§ **Passage for review**:

☆ ☆ ☆

Christian Yoga: Controversial or Compatible?

You may not think about a religious conflict when you head to your yoga class each week; there are some spiritual elements to it, taken from the Eastern religious traditions where the practice originated, but the Sun Salutation is hardly a rousing sermon. However, a recent lawsuit out of California has shone a light on concerns about yoga’s Hindu, Buddhist, and Jainist roots, and has brought Christian-based yoga to national attention.
Several schools in the Encinitas school district of California have implemented mandatory yoga training program for teachers this year, which showed them how to incorporate basic yoga moves and breathing exercises into their classroom. Yoga gets the kids up and moving around in a structured manner and teachers say that the exercises are highly beneficial for the children. The poses are renamed so that elementary age children can understand them, and teachers report that their pupils are calmer and more focused after the practice. Nonetheless, concerned parents have joined with the Christian civil liberties organization National Center for Law and Policy, filing a lawsuit to stop the classes; they claim that Ashtanga yoga promotes Hinduism, and violates the constitutional separation between church and state.
Any yoga practitioner will tell you that the exercise has nothing to do with religious devotion, but the Encinitas controversy has definitely revealed that some Americans worry about how the practice can be compatible with their faith. Even though there are virtually no religious aspects to modern yoga, some scholars believe that it is fundamentally incompatible with Christianity. Even so, many people acknowledge that the physical movements and breathing exercises are physically and emotionally beneficial, and have developed a niche version of yoga that disposes of the Eastern spiritual elements and replaces them with Christian concepts instead. The body-as-temple philosophy from Christianity, for instance, is a good way to approach yoga, which reconnects the mind with the body and helps the faithful feel the presence of their God all around them. Christian yoga classes are springing up in cities around the United States; Holy Yoga, for instance, trains instructors to teach poses in their native language and include Christian Scripture quotes during meditation. They have 590 trained instructors in 10 countries all over the world.

☆ ☆ ☆

§ **Stored data**:
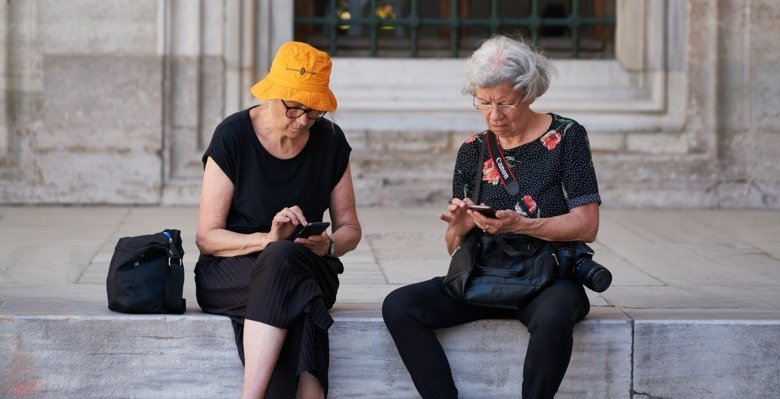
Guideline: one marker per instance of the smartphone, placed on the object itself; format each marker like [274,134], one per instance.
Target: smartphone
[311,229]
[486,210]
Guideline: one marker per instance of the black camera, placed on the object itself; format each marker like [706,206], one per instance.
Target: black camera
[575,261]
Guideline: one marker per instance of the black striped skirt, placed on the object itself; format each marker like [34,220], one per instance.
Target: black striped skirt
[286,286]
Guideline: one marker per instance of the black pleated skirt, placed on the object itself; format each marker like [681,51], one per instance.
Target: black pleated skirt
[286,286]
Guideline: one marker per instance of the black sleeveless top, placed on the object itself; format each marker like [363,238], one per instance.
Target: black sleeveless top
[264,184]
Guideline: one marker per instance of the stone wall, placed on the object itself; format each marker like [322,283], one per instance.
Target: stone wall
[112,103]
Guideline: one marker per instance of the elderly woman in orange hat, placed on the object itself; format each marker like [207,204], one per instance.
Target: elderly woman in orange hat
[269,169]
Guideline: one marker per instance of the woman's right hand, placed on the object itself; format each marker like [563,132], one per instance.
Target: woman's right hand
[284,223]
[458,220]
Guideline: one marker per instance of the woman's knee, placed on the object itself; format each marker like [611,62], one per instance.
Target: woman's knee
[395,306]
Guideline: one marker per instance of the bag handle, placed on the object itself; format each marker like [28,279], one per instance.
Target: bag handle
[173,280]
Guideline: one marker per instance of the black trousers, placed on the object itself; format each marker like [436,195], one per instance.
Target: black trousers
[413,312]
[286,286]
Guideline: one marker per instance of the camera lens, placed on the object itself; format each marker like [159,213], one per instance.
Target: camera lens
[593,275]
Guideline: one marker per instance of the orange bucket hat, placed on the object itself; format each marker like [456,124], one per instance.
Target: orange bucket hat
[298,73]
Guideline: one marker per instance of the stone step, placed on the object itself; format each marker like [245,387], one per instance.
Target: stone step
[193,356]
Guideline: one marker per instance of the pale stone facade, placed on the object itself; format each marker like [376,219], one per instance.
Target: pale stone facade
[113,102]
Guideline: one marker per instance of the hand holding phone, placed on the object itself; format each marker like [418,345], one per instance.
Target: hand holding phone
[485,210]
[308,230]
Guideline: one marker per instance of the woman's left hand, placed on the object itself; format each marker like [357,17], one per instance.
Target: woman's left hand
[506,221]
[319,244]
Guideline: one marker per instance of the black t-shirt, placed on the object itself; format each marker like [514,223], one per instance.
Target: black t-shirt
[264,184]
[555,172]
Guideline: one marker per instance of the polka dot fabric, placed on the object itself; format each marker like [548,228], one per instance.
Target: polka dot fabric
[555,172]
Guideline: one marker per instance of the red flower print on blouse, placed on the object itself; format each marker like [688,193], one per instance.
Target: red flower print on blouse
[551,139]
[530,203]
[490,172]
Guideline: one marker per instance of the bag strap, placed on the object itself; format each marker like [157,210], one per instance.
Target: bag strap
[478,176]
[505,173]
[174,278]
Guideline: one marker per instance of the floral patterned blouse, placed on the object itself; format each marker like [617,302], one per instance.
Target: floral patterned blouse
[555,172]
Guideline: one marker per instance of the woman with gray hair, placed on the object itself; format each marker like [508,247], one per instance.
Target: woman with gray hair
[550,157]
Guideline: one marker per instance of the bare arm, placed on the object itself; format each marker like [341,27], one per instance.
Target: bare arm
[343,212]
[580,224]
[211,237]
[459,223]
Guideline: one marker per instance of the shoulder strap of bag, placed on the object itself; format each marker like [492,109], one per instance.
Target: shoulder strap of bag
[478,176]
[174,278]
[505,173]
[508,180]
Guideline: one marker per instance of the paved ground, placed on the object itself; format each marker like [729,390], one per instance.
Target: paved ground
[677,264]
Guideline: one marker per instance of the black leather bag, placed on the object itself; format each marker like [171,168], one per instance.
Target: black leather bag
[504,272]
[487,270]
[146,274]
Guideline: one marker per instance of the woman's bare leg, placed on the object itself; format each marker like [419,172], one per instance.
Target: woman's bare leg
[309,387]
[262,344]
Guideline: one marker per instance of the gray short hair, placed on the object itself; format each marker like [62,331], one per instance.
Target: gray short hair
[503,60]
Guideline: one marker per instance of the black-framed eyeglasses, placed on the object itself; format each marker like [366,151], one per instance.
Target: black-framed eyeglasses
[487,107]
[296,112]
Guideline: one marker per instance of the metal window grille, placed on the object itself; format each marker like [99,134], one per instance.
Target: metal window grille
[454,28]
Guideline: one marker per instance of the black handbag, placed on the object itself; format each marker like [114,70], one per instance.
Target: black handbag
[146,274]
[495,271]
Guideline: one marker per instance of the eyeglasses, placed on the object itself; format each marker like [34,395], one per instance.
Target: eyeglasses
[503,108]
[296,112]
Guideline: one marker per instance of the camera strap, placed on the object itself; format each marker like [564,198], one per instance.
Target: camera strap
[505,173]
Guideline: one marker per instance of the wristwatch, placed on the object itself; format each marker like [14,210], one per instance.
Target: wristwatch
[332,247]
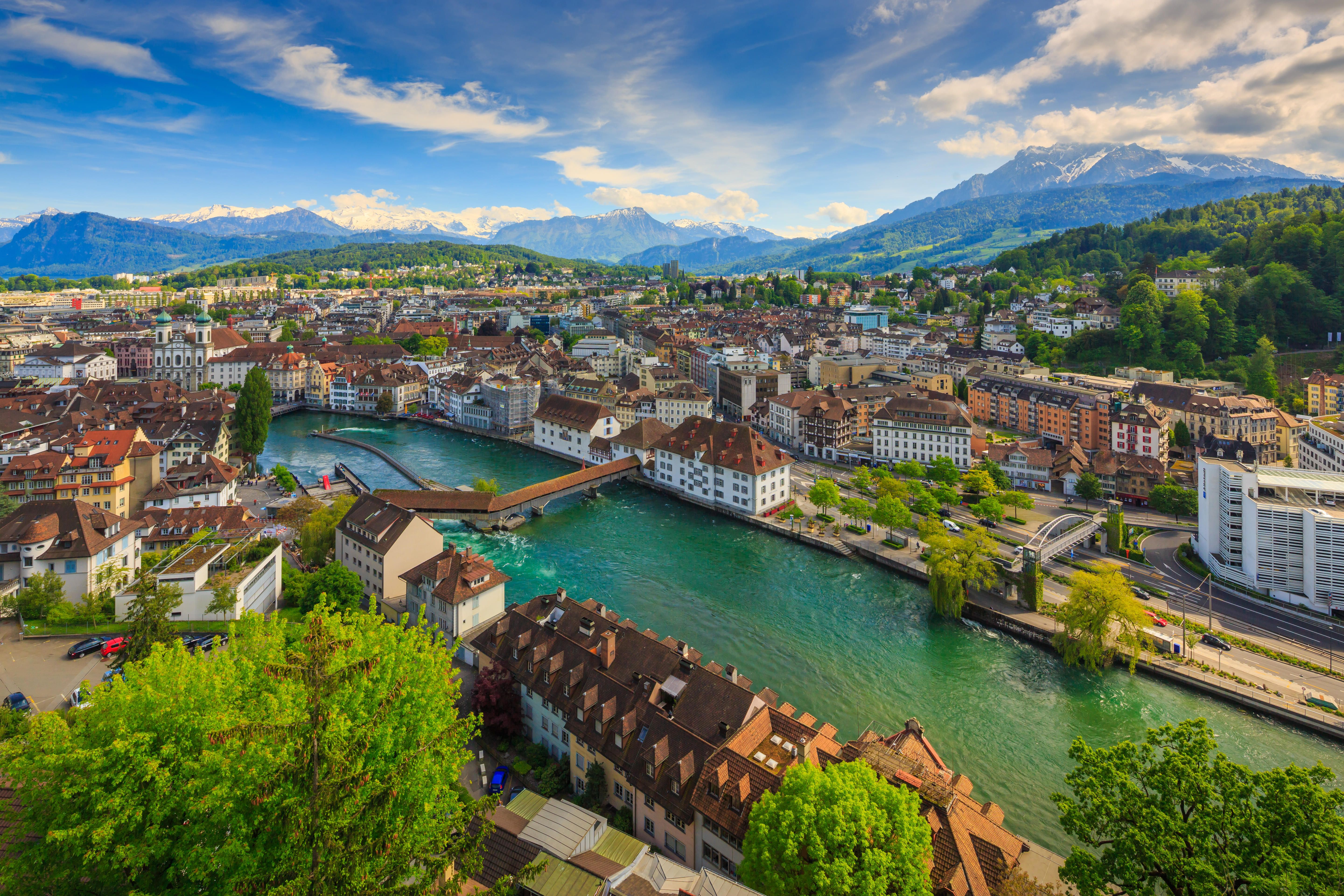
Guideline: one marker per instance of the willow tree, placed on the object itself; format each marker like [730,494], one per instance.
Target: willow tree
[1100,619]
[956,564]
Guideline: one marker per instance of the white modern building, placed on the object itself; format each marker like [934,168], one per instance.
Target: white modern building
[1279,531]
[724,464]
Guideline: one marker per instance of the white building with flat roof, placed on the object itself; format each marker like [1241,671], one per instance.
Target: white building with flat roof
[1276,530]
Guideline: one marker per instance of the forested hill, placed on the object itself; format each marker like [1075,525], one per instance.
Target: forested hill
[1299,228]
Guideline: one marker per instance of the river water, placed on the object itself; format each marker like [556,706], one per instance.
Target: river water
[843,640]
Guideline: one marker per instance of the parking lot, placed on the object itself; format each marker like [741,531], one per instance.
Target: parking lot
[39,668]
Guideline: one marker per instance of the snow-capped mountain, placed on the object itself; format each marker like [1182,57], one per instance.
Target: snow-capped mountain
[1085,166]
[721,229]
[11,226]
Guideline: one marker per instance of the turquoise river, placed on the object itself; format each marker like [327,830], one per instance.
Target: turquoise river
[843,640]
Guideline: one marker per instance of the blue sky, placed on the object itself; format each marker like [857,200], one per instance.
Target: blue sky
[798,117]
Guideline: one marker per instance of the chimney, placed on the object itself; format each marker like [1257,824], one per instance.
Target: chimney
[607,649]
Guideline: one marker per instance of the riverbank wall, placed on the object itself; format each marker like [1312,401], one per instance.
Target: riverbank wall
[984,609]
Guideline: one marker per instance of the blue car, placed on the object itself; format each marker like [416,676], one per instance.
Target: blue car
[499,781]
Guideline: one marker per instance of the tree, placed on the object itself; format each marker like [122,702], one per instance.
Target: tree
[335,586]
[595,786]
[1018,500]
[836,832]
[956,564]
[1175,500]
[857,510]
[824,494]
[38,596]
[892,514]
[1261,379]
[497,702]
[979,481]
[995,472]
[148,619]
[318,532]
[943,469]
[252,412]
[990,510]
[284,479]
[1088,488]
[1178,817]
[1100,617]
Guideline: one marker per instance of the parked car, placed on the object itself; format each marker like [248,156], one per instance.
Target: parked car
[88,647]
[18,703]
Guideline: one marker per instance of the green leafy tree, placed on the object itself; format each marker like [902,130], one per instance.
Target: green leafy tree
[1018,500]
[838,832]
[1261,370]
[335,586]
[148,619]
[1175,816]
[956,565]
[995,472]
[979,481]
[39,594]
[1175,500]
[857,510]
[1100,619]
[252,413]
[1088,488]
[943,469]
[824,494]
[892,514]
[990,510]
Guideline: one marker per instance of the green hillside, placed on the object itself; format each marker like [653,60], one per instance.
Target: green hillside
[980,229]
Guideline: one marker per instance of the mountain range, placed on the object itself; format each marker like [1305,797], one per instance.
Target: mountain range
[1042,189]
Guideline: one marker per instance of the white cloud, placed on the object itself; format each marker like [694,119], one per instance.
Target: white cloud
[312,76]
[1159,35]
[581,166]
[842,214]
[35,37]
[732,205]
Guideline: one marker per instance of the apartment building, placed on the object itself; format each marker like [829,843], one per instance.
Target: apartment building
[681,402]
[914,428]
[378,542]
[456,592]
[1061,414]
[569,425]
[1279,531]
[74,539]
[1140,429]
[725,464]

☆ ☆ ☆

§ **Exercise requirements**:
**A.** Answer each question from the article on Christian yoga, giving each answer on its own line marked like its question.
(i) Which organization joined concerned parents in filing the lawsuit against the Encinitas classes?
(ii) How do teachers say their pupils behave after the practice?
(iii) How many trained instructors does Holy Yoga have, and in how many countries?
**B.** Summarize the article on Christian yoga in two sentences.
**C.** Write the next paragraph of the article on Christian yoga, continuing from its final sentence.

§ **Written responses**:
**A.**
(i) The National Center for Law and Policy, a Christian civil liberties organization.
(ii) Their pupils are calmer and more focused.
(iii) 590 trained instructors in 10 countries.

**B.** Concerned parents and the National Center for Law and Policy have filed a lawsuit against mandatory yoga training in Encinitas schools, claiming that Ashtanga yoga promotes Hinduism and violates the separation of church and state. The controversy has shown that some Americans worry about yoga's compatibility with their faith, and some have developed Christian yoga, such as Holy Yoga, which replaces the Eastern spiritual elements with Christian concepts and Scripture.

**C.**
Of course, there are many skeptics who wonder why yoga needs to be adapted to Christianity, after all, it’s not a religion and no one should fear non-consensual conversion by doing a Downward Dog. When yoga first became popular, it was a mysterious new exercise, exciting and otherworldly. Nowadays, yoga is quite mainstream; it’s been proven to work as therapy on everyone from army veterans to pregnant women. The National Institute of Health estimates that yoga is practiced by at least 20 million people in the United States and about 8% of adults have taken at least one class. One of the core tenets of yoga is open-mindedness and acceptance; it’s prudent to acknowledge that Christian yoga allows people to practice comfortably, and access all the healthy benefits of a yoga class on their own terms.
While the Encinitas school district lawsuit may be based on unfounded fears, American yoga should be open to new interpretations and welcome new students, whatever their faith.